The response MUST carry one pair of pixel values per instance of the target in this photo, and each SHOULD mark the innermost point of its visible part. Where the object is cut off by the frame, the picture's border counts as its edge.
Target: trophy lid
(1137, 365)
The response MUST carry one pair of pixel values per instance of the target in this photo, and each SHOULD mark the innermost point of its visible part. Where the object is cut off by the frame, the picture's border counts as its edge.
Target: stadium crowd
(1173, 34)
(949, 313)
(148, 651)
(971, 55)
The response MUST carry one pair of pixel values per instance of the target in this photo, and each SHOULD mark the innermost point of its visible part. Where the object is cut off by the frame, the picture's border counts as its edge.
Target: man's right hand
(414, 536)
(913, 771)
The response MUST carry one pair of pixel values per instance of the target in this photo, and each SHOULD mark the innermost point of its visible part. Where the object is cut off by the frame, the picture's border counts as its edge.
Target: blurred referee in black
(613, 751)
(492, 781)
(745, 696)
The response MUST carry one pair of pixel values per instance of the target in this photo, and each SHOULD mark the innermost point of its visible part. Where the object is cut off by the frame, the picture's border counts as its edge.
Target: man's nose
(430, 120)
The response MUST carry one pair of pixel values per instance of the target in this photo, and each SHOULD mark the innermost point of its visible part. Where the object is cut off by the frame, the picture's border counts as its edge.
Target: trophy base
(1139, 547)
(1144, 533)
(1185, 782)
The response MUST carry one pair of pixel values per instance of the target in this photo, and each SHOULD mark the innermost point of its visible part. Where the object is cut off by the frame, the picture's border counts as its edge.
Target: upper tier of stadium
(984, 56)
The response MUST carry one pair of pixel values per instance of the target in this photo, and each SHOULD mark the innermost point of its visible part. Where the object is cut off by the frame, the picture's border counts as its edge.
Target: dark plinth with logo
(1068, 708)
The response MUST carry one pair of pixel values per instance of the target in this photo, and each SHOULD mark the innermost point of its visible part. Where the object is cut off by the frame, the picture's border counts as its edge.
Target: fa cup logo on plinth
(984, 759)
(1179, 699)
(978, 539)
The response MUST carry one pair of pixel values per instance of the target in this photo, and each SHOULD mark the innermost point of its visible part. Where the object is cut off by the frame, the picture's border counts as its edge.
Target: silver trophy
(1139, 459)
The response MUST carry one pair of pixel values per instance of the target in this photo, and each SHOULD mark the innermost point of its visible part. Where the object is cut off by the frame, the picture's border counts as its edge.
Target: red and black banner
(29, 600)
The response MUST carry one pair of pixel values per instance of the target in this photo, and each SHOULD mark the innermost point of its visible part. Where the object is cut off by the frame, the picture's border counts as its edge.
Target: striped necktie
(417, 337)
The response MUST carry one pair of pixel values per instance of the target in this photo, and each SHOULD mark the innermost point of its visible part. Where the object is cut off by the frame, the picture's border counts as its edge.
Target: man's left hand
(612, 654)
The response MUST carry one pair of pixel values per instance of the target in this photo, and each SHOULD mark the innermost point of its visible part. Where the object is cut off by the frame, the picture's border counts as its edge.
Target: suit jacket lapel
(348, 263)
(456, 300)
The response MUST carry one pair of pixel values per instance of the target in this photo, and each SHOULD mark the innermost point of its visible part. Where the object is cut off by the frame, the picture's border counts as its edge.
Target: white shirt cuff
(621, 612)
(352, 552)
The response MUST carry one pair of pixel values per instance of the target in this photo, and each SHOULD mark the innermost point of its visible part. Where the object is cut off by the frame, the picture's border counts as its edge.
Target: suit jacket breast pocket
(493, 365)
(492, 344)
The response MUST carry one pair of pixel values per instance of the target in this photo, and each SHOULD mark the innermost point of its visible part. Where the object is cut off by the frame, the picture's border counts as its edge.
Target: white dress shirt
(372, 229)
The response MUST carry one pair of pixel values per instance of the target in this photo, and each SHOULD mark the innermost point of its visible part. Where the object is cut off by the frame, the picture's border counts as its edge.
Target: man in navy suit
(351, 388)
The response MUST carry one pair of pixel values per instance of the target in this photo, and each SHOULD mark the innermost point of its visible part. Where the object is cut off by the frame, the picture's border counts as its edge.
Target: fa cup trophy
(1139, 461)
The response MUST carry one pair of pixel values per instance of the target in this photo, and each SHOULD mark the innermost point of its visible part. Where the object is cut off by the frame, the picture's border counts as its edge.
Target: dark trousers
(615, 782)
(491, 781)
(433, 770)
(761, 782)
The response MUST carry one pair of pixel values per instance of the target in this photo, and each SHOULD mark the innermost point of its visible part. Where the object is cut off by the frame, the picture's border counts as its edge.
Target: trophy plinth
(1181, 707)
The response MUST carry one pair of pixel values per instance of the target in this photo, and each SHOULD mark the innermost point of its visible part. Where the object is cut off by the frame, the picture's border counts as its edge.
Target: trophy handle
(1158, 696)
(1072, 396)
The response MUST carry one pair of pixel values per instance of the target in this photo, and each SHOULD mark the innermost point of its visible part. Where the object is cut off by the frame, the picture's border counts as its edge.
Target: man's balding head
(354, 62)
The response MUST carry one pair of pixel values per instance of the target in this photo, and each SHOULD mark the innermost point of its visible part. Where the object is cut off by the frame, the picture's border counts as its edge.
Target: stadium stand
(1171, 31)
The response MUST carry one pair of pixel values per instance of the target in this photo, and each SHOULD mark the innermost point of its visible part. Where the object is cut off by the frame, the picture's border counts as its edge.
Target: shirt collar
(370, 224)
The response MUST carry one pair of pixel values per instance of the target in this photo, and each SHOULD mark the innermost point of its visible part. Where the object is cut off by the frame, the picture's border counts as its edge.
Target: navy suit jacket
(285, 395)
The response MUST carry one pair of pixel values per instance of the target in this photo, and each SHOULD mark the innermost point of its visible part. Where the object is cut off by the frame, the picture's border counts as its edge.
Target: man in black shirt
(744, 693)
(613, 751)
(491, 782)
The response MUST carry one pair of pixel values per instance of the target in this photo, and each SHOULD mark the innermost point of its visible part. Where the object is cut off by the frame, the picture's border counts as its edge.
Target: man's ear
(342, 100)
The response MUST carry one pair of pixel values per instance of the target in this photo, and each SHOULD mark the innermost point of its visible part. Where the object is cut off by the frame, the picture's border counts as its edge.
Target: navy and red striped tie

################

For this exercise, return the material above in full and exactly.

→ Output of the exercise
The response MUST carry one pair of pixel values per instance of the target in this photo, and each SHOULD mark the innermost point of its visible part. Where the object is cut off by the frame, the picture's border counts as its edge.
Target: trophy lid
(1137, 365)
The response MUST carry one pair of pixel values per instance of the target in this photo, and each SHOULD mark the innermost point of its visible part. Where the object is cut off by the frame, the picture's border counts as its edge.
Target: stadium crowd
(1173, 34)
(949, 313)
(148, 651)
(971, 55)
The response MUST carry one pair of pixel values per instance of the target in this photo, and each SHOULD mark the innermost point of its visible part. Where the object is cut off by the frame, the picture's border counts as its edge.
Target: man's right hand
(414, 536)
(913, 771)
The response MUST carry one pair of pixel values per instance of the target in this photo, and each SHOULD mark the innermost point of its visible part. Where the object is cut off by the frame, the picture's border counts as its edge.
Target: blurred referee in black
(613, 751)
(492, 781)
(745, 696)
The response MUST carry one pair of pixel values per instance of the target in this photo, and each SHOULD mark the innermost point of its visible part. Where the object is cut off by the frame, the picture's border counts as its edge.
Target: man's nose
(430, 120)
The response MUST carry one pair of pixel values per instance of the target in this photo, and each SHOULD mark the innermost point of its visible part. Where the object is cut off by the frame, the picture's border counts as its edge.
Target: trophy base
(1139, 547)
(1144, 533)
(1185, 782)
The response MUST carry one pair of pixel values per instance of the target in this photo, and each SHOULD mark the innermost point of its visible part. Where the object is cut off by the frame, the picture's border counts as its edge.
Target: upper tier of stadium
(984, 56)
The response MUST carry one pair of pixel values per instance of the target in this photo, and each SHOULD mark the innermost point of its visible part. Where the object is cut off by the frame, the picture's border counts as its edge.
Target: dark plinth with logo
(1068, 708)
The response MUST carry one pair of pixel values per instance of the target in this photo, and each SHOULD mark the innermost point of its visible part. Where the object is cut off by the frame, the picture's border counts as its edge.
Target: fa cup logo on plinth
(984, 759)
(1179, 699)
(978, 539)
The response MUST carry one pair of pixel values per instance of the target in this photo, and each SHOULD mark the innermost point of its visible part. Where the object is cut off by the frame, the picture's border counts as its edge.
Target: silver trophy
(1139, 459)
The response MUST carry one pair of pixel values per instance of the target in this photo, and each SHOULD mark the innermost point of its visible part. Where the object is cut off by the frame, the picture's border counts as its edge.
Target: red and black banner
(29, 600)
The response MUST carry one pair of pixel values per instance of the target in this photo, and each SHOULD mark the innermost point of its visible part. Where the object is cut off by the frame, the picture's border counts as its edge.
Target: striped necktie
(417, 337)
The response MUST carry one pair of pixel values per instance of the target in this photo, and each SHOULD mark the innermost point of its visible part. Where the object is cut off by the frame, the picture's border counts as its edge.
Target: man's left hand
(612, 654)
The response MUST carry one pair of pixel values per instance of the target in this photo, and each SHOULD mark the innermost point of its visible part. Where the object is cut off by the frame, the picture's border counts as its edge.
Target: suit jacket lapel
(348, 263)
(456, 300)
The response MUST carry one pair of pixel values per instance of the target in this photo, and each SHOULD mark the innermost point of its visible part. Where the object is cut off by the frame, the picture's border counts as its edge.
Target: white shirt cuff
(621, 612)
(352, 552)
The response MUST carry one pair of pixel values per instance of the target in this photo, and each SHOULD mark the innermost point of its visible part. Where the object is cut off by the frame, the picture's border counts as its edge.
Target: suit jacket breast pocket
(493, 365)
(492, 344)
The response MUST carry one pair of pixel values per instance of the target in this photo, and each SHOULD mark the innermost point of its visible part. Where the object is cut off by the frame, the picture's border counts as its edge.
Target: white dress shirt
(372, 229)
The response MUST carry one pair of pixel values per instance of the target in this photo, and each SHOULD mark the innermost point of its visible part. Where the object is cut off by the frame, the picture's border counts as its edge.
Target: man in navy suit
(351, 388)
The response MUST carry one pair of pixel values per instance of the target in this photo, and each SHOULD mark the innermost point of its visible part. Where the object is cut off by the frame, the picture's border counts as its edge.
Target: fa cup trophy
(1139, 461)
The response MUST carry one pair of pixel values per instance of the target in this photo, and each SHOULD mark the innermost point of its visible part. Where the object is cut off by the frame, the picture's border counts as its edge.
Target: dark trousers
(615, 782)
(491, 781)
(433, 770)
(761, 782)
The response MUST carry one pair of pixel values per instance of the target in this photo, and each SHOULD mark the innermost point of its visible part. Where the object is cut off by the frame, the picture's border counts as its edge.
Target: trophy plinth
(1181, 707)
The response MUST carry one pair of pixel values per instance of the target in this photo, and each SHOULD mark the innermost point of its visible part. Where the object is cut off by the frame, the picture's border counts as its edge.
Target: trophy handle
(1158, 696)
(1072, 396)
The response MUST carry one pair of pixel values per instance of the target in this photo, and each SHOULD mark the innermost point of its visible part. Where the object is cut off by the frame, the picture's border counts as its edge.
Target: man's balding head
(354, 62)
The response MUST carry one pair of pixel values per instance of the target in this photo, and each SHOULD mark the innermost point of its visible part. Where the object is cut off by the frame, the picture's border counts as its edge.
Target: stadium stand
(1171, 31)
The response MUST carry one pair of pixel values per instance of the target in this photo, and each SHOULD mark the innermost point of its visible part. Where the object is cut off by the frame, the picture's border counts as its edge.
Target: shirt collar
(370, 224)
The response MUST carry one pair of pixel values per instance of the target in this photo, and each SHOULD mark the innermost point of its visible part. Where the object is cut off by the frame, the picture's border counts as its edge.
Target: navy suit jacket
(285, 395)
The response MUST carry one pair of pixel values per instance of the target in this photo, and each SHOULD mark the innermost point of its visible part. Where the object is cut off by the frame, the picture's border counts as its edge.
Target: man in black shirt
(744, 693)
(613, 751)
(491, 782)
The response MUST carry one pair of pixel values per instance of the target in this photo, and each SHOULD mark the innermost point of its visible part. Where the object is cut off by the frame, the picture's border counts as its edge.
Target: man's ear
(342, 100)
The response MUST carry one pair of pixel values per instance of the target in this photo, and each SHOULD mark the innermost point of its visible part. Where the object is cut off by the frame, the picture's border counts as its edge.
Target: navy and red striped tie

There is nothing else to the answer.